# WHAT IS EXPECTED
Reproduce each line exactly. Skip none.
═════ ENTRIES SHOWN ═════
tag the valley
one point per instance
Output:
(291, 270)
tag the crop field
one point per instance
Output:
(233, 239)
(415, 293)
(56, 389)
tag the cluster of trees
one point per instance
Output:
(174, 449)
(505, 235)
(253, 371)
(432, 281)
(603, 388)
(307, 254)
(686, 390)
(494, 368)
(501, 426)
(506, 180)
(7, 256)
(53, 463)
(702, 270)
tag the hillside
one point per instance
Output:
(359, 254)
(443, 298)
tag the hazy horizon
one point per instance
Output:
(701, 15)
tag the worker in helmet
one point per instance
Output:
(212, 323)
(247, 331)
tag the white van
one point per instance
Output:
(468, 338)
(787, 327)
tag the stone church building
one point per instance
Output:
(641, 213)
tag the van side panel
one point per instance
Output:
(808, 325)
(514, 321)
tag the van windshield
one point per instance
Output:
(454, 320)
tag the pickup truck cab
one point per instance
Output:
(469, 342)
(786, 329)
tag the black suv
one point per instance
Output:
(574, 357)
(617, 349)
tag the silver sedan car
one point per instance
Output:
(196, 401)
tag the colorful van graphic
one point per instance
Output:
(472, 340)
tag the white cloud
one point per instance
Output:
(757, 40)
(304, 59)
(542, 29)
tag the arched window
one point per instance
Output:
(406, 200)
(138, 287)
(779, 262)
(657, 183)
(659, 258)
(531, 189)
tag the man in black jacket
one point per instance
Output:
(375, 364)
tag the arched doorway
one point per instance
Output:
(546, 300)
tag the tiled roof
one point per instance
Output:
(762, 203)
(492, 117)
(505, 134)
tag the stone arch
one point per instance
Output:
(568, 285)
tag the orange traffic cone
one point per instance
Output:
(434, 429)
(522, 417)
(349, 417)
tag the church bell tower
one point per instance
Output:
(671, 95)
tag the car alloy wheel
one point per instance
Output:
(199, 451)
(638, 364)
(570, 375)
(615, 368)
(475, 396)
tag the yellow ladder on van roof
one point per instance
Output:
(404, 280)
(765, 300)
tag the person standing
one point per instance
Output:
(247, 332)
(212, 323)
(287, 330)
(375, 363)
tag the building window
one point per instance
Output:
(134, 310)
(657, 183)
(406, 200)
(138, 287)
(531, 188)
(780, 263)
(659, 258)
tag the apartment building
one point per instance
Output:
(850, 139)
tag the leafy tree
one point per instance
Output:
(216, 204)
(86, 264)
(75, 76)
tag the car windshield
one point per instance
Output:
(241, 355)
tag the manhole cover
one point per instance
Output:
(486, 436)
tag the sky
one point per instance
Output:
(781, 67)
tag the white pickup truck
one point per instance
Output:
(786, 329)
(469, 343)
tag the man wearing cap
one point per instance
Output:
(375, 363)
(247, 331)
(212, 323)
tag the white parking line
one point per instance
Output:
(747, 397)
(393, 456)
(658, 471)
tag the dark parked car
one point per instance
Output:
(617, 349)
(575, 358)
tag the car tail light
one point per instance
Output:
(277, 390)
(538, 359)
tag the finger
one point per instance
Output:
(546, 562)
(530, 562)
═════
# FINISHED EXERCISE
tag the valley
one point per instance
Output:
(291, 270)
tag the crop field
one point per instance
Output:
(233, 239)
(415, 293)
(56, 389)
tag the cluster of trees
one point per instance
Output:
(174, 449)
(505, 235)
(253, 371)
(432, 281)
(603, 388)
(307, 254)
(686, 390)
(494, 368)
(501, 426)
(506, 180)
(7, 256)
(53, 463)
(702, 270)
tag the hillside
one point per instance
Output:
(359, 254)
(443, 298)
tag the hazy horizon
one point per instance
Output:
(701, 15)
tag the worker in helmet
one point per instance
Output:
(212, 323)
(247, 331)
tag the white van
one point per instance
Output:
(468, 338)
(787, 327)
tag the stone church building
one point per instance
Output:
(641, 213)
tag the van side panel
one point per instance
Output:
(808, 325)
(514, 321)
tag the van windshield
one point per instance
Output:
(454, 320)
tag the pickup truck cab
one point per instance
Output:
(469, 342)
(786, 329)
tag the black suv
one point per instance
Output:
(574, 357)
(617, 349)
tag the silver sedan car
one point per instance
Output:
(196, 401)
tag the colorful van graphic
one point per instance
Output:
(472, 340)
tag the white cloud
one point per instance
Output:
(757, 40)
(304, 59)
(542, 29)
tag the arched window
one point per instance
Output:
(406, 200)
(138, 287)
(779, 262)
(657, 183)
(659, 258)
(531, 189)
tag the man in black jacket
one point per instance
Output:
(375, 364)
tag the arched doorway
one point per instance
Output:
(546, 300)
tag the tiled roof
one point per instance
Output:
(762, 203)
(492, 117)
(505, 134)
tag the stone arch
one point per instance
Output:
(568, 285)
tag the orange traffic cone
one point per instance
Output:
(434, 429)
(522, 417)
(349, 417)
tag the church bell tower
one point per instance
Output:
(671, 95)
tag the car alloy wheel
one point per instance
Output:
(199, 451)
(638, 364)
(570, 375)
(615, 368)
(475, 396)
tag the yellow ladder on van roof
one point per instance
Output:
(404, 280)
(765, 300)
tag the person standing
one point per instance
Output:
(247, 332)
(212, 323)
(287, 330)
(375, 363)
tag the building window
one point per instance
Output:
(134, 310)
(657, 183)
(406, 200)
(138, 287)
(531, 188)
(780, 263)
(659, 258)
tag the apartment building
one point per instance
Output:
(850, 139)
tag the leafy tree
one point per instance
Output:
(216, 204)
(86, 264)
(75, 76)
tag the car windshield
one point per instance
Output:
(241, 355)
tag the manhole cover
one point per instance
Output:
(486, 436)
tag the sky
one point per instance
Output:
(781, 67)
tag the white pickup truck
one point per instance
Output:
(786, 329)
(469, 343)
tag the man wearing cap
one point per instance
Output:
(375, 363)
(247, 331)
(212, 323)
tag the white parking line
one point per instance
Output:
(747, 397)
(393, 456)
(658, 471)
tag the dark parked car
one point per instance
Output:
(617, 349)
(575, 358)
tag the car tail light
one point per instance
Output:
(277, 390)
(538, 359)
tag the finger
one point per instance
Output:
(546, 562)
(530, 562)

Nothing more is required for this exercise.